“Notre avenir énergétique n’est pas dans le nucléaire”
Baghdad Mandouch, expert en énergie
“Notre avenir énergétique n’est pas dans le nucléaire”
Liberté, 15 octobre 2017
Le leader russe de l’énergie nucléaire, Rosatom, a signé, la semaine dernière à Alger, en marge de la visite de Dmitri Medvedev, un protocole d’accord sur la coopération dans la formation relative à l’industrie et l’énergie nucléaires. Un premier accord intergouvernemental dans le domaine de l’énergie nucléaire pacifique a été signé, en septembre 2014, entre les deux pays. Un mois plus tard, Rosatom avait entamé des consultations avec l’Algérie sur un projet de construction de centrale nucléaire.

Données enregistrées
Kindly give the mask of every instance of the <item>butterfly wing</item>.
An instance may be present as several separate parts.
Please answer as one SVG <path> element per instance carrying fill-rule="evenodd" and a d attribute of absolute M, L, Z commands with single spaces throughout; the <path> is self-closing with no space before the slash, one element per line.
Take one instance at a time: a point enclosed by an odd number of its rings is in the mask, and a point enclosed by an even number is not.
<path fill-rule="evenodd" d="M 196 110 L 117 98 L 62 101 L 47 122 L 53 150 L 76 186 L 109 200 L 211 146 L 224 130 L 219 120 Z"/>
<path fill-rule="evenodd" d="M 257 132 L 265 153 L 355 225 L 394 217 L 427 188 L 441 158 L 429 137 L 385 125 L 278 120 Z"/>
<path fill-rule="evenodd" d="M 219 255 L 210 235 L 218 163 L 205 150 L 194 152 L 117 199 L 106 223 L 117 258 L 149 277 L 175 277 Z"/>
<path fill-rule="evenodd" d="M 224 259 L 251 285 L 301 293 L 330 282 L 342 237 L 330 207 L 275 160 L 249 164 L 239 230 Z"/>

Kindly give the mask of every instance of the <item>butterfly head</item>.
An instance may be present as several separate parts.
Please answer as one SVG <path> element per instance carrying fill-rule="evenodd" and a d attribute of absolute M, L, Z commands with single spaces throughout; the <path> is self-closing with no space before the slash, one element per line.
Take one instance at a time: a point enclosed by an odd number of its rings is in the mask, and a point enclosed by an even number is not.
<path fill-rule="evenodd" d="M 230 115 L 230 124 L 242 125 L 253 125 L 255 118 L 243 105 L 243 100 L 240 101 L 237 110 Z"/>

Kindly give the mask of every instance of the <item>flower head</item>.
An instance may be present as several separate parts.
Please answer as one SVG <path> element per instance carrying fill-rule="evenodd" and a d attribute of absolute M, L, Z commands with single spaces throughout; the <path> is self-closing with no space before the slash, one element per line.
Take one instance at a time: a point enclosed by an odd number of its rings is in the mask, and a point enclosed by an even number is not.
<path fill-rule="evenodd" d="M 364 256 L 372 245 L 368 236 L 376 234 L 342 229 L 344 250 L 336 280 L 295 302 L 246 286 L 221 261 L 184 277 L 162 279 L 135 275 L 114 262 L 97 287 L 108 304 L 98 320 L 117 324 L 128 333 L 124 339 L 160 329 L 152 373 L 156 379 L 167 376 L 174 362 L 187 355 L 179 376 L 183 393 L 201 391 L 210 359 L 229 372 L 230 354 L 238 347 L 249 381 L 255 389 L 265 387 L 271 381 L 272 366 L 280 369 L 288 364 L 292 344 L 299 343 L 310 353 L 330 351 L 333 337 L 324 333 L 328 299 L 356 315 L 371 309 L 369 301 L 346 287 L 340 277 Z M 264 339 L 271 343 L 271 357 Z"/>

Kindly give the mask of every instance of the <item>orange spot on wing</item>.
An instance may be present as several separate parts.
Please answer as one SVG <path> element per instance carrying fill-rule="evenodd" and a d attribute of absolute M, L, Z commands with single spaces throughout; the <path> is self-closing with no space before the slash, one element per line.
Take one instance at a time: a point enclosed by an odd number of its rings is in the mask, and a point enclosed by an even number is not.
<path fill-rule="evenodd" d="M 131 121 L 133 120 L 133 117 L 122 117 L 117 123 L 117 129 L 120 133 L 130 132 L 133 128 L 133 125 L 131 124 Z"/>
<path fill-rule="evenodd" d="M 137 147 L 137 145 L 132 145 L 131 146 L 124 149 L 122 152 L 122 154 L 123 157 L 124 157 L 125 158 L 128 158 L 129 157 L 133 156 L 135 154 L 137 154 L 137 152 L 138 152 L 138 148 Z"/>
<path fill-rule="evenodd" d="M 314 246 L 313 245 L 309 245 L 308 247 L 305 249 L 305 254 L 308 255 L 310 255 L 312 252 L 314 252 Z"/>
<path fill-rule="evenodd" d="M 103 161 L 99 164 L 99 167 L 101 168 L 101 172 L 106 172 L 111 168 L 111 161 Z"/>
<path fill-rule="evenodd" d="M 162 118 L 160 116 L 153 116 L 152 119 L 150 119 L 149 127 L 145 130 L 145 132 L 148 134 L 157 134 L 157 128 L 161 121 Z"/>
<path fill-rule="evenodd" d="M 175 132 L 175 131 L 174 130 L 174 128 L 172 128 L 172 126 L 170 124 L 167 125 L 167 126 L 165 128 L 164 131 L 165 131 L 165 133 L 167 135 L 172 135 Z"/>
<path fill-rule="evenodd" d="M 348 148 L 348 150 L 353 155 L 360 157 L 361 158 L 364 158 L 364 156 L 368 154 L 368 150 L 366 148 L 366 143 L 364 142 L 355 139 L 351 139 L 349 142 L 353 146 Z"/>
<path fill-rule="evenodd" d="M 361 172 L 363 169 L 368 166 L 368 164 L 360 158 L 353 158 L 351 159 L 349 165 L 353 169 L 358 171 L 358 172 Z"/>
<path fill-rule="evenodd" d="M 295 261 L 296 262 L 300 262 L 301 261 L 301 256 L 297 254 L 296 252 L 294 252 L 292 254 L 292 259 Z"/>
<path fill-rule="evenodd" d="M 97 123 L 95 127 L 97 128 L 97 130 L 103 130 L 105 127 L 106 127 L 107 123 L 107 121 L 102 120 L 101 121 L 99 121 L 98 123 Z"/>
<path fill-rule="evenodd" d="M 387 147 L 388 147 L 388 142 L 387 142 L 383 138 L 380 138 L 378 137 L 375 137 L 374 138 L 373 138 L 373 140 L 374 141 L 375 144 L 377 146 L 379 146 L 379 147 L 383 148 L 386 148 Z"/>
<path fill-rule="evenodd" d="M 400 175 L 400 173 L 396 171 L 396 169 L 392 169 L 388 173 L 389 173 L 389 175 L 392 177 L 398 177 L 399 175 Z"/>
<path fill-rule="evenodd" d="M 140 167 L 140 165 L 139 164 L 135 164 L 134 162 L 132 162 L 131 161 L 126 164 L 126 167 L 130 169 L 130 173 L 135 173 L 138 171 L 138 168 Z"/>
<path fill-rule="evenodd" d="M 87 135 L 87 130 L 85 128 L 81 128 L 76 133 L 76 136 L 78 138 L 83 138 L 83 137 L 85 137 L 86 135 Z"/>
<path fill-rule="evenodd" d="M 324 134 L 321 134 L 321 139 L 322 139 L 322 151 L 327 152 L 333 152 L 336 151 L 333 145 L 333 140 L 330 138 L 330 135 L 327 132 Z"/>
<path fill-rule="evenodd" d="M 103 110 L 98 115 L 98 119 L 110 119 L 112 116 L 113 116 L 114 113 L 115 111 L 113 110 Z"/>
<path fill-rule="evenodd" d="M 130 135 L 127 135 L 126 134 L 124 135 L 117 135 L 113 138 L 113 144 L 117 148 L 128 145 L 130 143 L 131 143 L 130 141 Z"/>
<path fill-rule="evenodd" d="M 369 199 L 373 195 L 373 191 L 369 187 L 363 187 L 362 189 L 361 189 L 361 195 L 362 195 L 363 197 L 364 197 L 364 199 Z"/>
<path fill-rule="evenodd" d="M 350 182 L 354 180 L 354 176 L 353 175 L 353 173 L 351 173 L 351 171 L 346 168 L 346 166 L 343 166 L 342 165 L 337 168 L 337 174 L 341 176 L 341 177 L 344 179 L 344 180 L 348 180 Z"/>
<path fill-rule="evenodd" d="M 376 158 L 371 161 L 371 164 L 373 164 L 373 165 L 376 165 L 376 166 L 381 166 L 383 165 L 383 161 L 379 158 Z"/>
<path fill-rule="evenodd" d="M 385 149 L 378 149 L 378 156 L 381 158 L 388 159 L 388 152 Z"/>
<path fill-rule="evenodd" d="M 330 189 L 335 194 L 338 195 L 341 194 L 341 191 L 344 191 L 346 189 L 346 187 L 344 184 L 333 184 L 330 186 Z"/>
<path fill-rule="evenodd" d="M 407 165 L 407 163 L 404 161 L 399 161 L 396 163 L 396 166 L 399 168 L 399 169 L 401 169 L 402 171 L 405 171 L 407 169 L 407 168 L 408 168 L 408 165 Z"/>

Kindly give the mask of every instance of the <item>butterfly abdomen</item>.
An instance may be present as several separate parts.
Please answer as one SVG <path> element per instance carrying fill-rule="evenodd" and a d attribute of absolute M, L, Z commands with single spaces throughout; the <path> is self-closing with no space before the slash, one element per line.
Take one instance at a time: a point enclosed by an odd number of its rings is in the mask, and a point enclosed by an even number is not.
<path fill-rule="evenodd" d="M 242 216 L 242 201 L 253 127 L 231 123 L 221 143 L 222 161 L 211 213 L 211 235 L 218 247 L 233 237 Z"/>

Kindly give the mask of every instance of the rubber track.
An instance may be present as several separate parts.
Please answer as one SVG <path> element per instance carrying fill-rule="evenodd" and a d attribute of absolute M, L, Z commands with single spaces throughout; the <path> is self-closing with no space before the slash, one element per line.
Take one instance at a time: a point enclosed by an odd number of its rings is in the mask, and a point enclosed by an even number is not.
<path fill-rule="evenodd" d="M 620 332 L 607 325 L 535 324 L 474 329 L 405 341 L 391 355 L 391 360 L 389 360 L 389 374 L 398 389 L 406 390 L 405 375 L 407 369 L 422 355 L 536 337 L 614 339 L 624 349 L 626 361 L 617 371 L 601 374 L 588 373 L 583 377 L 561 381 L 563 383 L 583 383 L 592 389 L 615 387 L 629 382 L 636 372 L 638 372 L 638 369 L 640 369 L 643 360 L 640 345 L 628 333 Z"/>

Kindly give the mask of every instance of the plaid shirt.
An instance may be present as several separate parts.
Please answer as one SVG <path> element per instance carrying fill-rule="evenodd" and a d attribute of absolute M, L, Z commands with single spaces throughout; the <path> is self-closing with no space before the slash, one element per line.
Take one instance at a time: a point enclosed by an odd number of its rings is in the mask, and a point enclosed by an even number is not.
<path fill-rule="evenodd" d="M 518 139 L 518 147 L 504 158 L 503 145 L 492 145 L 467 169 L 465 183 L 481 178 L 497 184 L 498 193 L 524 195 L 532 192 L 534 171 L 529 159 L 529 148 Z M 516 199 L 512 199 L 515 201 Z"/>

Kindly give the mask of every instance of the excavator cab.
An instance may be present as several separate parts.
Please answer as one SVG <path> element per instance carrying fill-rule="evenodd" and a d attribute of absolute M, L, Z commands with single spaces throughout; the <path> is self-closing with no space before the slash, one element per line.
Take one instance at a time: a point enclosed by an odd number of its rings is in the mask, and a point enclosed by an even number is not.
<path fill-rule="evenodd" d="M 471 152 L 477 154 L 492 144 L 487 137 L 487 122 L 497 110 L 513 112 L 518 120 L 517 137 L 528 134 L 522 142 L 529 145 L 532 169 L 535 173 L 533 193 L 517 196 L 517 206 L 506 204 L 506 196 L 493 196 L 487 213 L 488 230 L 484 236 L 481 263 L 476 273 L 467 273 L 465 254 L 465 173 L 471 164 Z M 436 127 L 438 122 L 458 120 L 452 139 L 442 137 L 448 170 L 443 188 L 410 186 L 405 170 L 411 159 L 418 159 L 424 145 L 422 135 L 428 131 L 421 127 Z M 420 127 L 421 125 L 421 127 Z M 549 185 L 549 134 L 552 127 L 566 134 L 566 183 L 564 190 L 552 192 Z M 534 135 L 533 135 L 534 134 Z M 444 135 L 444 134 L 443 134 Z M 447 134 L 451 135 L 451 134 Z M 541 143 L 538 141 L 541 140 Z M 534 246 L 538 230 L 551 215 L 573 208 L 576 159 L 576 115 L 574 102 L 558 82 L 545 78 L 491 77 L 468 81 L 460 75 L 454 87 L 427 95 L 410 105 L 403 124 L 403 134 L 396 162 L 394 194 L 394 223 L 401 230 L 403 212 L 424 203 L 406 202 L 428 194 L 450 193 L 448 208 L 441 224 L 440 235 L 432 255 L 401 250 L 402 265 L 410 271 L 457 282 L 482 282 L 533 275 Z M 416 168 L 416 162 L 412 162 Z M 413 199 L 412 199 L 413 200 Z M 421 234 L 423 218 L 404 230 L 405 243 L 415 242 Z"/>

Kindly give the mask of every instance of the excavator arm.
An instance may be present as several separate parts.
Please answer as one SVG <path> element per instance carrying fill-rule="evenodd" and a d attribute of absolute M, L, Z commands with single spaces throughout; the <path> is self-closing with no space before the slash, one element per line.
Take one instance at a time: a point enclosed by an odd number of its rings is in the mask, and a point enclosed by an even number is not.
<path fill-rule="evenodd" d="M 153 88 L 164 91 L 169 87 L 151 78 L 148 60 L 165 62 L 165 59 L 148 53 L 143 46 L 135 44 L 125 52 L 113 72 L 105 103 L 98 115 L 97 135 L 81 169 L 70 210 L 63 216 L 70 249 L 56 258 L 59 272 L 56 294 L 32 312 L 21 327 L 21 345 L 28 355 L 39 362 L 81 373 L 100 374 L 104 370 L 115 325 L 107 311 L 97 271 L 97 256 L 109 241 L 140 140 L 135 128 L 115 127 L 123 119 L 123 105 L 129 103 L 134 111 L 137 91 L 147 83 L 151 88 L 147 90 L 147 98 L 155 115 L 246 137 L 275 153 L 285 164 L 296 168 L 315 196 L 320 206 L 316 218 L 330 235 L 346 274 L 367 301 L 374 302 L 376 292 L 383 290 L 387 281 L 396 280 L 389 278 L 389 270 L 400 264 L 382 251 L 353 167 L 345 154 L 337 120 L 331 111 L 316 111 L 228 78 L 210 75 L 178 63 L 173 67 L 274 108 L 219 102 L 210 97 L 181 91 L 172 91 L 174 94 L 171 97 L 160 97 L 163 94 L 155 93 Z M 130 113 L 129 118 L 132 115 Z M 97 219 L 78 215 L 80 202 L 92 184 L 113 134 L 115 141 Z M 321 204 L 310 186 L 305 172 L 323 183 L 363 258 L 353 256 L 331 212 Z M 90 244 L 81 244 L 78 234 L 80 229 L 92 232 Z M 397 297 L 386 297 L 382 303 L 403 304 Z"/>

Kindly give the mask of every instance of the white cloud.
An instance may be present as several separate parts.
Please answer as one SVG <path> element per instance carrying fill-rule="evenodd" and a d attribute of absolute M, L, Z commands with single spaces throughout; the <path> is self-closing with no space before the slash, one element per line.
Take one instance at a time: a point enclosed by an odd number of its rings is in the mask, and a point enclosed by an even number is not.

### Action demandée
Reprenez, s'il vous plaît, l'article sur l'avenir énergétique et le nucléaire à la suite de sa dernière phrase.

### Zone de réponse
L’Algérie prévoit la mise en place d’une première centrale nucléaire d’ici à 2025 et une nouvelle centrale tous les 5 ans. Le pays dispose de réserves d’uranium d’environ 29 000 tonnes, ce qui permettrait à deux stations d’une capacité de 1 000 mégawatts de fonctionner, chacune, pendant 60 ans. Ces quantités ne semblent, cependant, pas présenter un grand potentiel devant permettre au pays de réaliser de grandes centrales nucléaires. Baghdad Mandouch est expert en énergie. Il nous livre un aperçu complet sur la question, estimant en effet que l’Algérie, ne disposant que de 29 000 tonnes d’uranium découverts, ne peut faire du nucléaire une énergie d’avenir. Tout en rappelant que la durée de vie d’une centrale ne dépasse pas 40 ans, Mandouch révèle, à titre comparatif, que nos réserves en uranium sont dix fois inférieures à celles que possède le Niger.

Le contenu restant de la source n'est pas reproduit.